● **Exercise requirements**: Across the entries below, how many lines include the word "fabric"? Reply with only the number.

### Extracted material ###

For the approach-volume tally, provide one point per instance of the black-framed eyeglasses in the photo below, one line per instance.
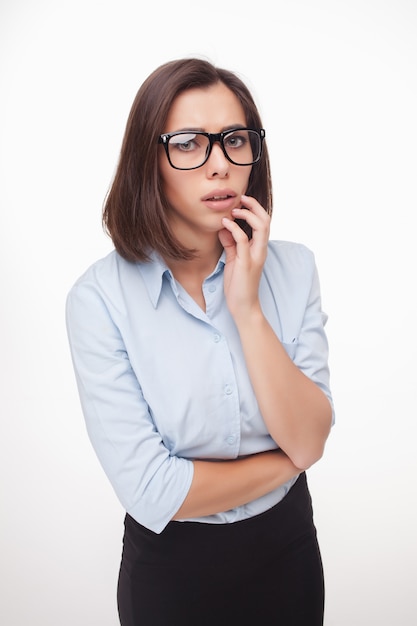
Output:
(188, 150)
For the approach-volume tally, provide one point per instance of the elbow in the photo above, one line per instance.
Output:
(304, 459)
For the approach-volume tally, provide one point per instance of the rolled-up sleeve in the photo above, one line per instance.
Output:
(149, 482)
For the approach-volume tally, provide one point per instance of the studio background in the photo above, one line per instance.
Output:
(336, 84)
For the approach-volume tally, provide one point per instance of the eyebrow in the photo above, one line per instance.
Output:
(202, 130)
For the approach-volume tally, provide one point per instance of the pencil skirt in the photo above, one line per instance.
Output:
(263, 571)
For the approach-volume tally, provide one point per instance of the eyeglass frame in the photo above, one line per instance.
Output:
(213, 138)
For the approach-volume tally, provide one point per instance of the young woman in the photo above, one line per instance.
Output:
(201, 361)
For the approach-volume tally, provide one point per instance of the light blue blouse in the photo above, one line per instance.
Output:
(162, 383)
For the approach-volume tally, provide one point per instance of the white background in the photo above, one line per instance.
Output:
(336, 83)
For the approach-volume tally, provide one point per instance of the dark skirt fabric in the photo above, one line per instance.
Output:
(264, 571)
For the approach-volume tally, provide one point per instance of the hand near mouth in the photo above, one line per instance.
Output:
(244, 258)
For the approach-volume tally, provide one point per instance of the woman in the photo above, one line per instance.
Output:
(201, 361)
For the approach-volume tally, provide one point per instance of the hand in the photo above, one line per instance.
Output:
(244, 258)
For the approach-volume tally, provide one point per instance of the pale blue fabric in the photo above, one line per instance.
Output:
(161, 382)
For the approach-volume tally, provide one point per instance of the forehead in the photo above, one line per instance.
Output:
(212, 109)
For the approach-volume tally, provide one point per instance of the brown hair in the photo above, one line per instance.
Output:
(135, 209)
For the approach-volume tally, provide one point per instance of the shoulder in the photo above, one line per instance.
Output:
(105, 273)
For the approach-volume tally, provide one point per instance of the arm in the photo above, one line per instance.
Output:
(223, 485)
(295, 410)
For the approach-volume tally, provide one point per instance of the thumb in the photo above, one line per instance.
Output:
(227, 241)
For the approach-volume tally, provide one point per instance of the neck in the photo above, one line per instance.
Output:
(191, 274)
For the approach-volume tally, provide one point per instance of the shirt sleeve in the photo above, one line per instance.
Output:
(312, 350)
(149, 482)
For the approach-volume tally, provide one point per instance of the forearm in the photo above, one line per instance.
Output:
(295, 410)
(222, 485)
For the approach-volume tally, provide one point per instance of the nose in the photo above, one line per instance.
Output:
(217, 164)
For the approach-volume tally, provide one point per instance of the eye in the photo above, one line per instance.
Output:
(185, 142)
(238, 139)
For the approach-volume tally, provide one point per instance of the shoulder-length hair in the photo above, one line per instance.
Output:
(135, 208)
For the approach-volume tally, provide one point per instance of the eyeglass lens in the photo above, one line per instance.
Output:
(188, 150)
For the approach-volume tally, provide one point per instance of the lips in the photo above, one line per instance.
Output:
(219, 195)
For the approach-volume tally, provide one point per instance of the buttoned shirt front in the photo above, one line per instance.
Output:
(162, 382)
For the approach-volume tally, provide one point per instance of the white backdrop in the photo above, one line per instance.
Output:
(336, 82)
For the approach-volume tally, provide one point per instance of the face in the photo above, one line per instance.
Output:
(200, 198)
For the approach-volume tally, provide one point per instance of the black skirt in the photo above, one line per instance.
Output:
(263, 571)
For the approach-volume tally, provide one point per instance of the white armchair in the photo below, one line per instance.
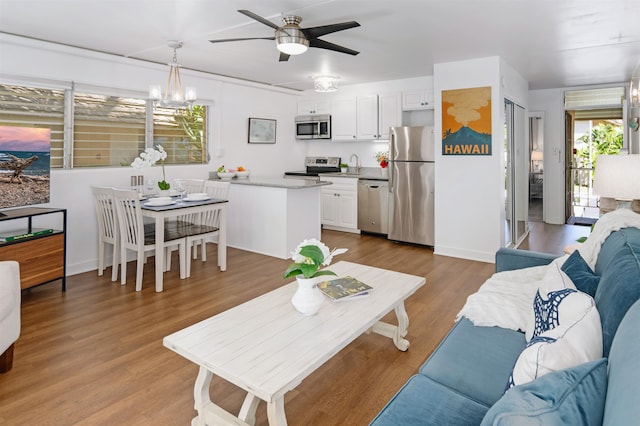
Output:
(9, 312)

###
### Extracted material ###

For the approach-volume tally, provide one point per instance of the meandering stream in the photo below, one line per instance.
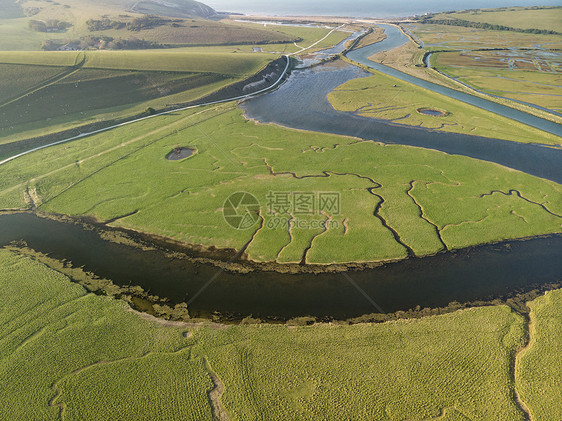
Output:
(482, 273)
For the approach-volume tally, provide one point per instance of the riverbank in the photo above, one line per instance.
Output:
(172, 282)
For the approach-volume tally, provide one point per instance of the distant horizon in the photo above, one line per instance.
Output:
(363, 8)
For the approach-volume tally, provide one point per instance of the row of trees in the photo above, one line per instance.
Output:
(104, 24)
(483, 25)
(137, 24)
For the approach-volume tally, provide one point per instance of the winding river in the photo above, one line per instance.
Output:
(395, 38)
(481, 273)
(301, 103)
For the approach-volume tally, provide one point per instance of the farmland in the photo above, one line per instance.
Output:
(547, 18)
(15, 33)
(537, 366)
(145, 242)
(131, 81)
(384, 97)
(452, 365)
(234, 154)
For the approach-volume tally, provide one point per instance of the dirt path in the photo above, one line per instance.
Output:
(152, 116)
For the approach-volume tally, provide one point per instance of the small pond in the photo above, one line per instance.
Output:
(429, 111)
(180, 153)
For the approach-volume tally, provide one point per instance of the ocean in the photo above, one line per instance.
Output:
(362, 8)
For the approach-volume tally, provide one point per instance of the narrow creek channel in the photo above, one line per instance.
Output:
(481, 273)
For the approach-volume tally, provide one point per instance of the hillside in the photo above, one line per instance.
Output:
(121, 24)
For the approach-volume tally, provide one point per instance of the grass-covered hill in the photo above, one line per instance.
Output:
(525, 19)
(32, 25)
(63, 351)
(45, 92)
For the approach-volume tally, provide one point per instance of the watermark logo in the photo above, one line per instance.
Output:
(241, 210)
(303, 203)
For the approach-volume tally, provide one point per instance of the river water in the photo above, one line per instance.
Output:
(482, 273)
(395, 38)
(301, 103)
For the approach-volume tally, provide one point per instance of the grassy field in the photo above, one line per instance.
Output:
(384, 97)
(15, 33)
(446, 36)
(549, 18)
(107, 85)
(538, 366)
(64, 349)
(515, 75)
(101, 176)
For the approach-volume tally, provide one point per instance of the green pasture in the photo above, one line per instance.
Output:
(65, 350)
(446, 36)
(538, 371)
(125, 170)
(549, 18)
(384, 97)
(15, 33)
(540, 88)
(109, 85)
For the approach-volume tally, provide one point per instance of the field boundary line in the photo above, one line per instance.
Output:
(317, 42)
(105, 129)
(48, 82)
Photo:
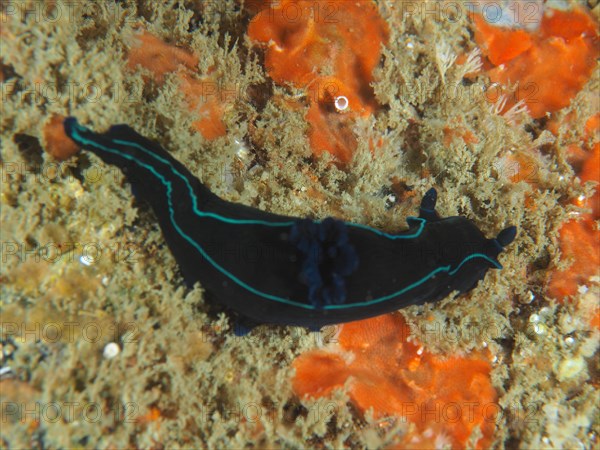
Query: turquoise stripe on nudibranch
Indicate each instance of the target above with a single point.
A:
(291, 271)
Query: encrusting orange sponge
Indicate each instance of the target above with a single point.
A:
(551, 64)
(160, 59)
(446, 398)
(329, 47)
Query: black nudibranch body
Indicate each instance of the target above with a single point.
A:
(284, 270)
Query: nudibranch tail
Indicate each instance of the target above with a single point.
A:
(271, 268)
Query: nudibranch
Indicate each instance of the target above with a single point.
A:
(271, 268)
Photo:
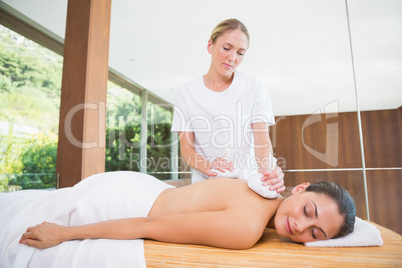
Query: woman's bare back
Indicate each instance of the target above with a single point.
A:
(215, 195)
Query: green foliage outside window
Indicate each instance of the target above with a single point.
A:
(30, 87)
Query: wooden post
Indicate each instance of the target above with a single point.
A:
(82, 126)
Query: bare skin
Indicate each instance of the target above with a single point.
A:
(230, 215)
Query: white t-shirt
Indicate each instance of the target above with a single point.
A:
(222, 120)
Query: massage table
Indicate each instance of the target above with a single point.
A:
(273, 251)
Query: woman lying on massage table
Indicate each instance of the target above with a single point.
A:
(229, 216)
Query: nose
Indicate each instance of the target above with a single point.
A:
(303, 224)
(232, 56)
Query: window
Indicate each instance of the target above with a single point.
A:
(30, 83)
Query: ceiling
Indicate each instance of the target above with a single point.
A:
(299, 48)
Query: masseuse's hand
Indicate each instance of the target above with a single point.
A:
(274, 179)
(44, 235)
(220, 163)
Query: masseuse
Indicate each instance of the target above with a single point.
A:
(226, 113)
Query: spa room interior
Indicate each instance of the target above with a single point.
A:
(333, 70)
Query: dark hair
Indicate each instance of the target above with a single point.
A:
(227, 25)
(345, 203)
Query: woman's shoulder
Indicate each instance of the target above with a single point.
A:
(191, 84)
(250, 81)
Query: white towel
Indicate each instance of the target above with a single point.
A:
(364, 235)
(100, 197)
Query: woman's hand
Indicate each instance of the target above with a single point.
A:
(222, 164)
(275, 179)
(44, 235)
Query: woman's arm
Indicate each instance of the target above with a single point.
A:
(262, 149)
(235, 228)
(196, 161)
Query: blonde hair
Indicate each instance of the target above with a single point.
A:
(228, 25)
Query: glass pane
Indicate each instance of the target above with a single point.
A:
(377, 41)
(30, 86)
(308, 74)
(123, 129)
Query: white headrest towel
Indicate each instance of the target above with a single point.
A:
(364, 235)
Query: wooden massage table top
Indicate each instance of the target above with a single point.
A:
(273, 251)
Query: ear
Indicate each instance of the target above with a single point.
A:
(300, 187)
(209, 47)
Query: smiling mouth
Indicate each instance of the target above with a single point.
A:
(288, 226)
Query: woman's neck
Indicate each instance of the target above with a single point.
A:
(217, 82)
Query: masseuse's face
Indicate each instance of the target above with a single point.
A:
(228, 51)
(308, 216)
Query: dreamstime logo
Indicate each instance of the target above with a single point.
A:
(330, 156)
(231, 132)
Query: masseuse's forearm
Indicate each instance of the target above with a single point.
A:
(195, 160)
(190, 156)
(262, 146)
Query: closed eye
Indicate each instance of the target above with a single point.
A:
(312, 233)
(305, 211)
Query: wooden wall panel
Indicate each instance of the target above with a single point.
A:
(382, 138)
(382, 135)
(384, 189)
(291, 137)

###
### Extracted material ###

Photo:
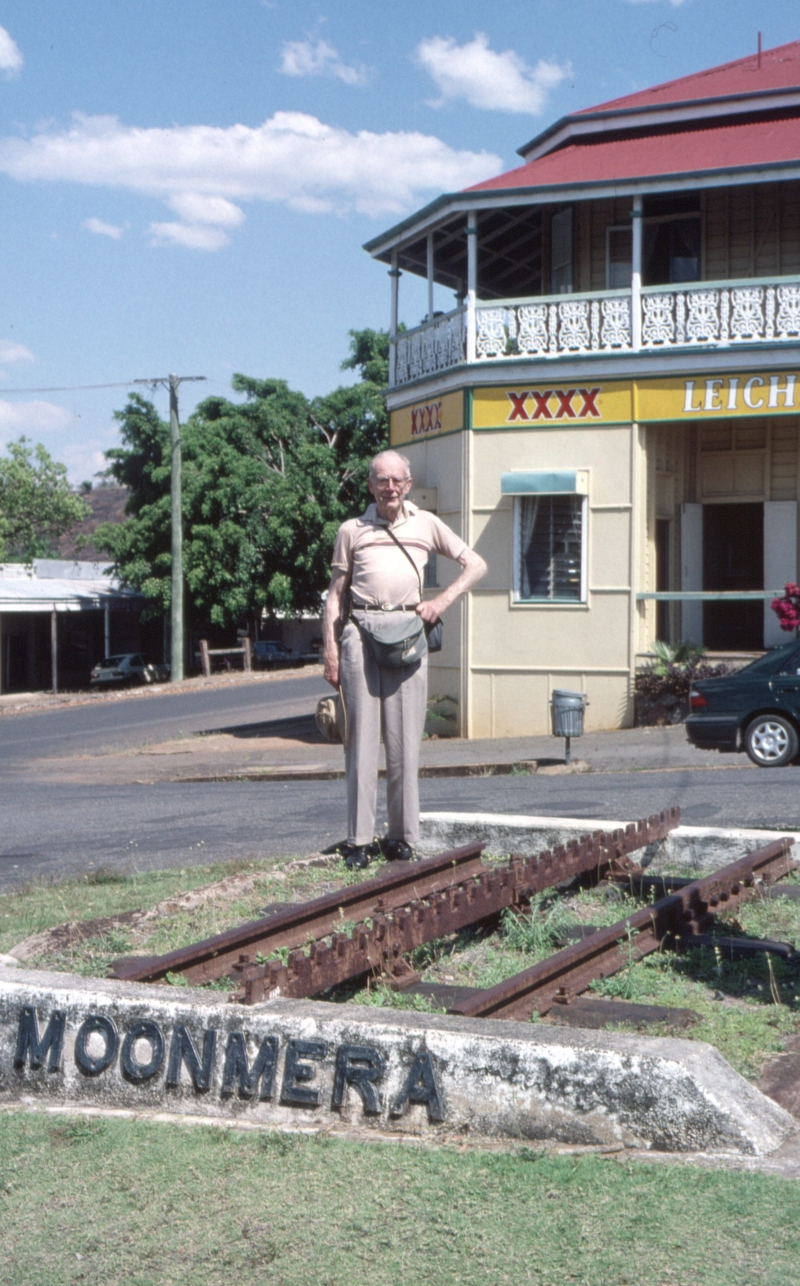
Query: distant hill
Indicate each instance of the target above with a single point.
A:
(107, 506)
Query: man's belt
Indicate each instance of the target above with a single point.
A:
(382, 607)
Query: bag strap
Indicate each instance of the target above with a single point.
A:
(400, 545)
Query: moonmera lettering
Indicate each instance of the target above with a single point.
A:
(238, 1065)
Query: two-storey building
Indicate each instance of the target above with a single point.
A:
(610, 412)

###

● **Task output**: 2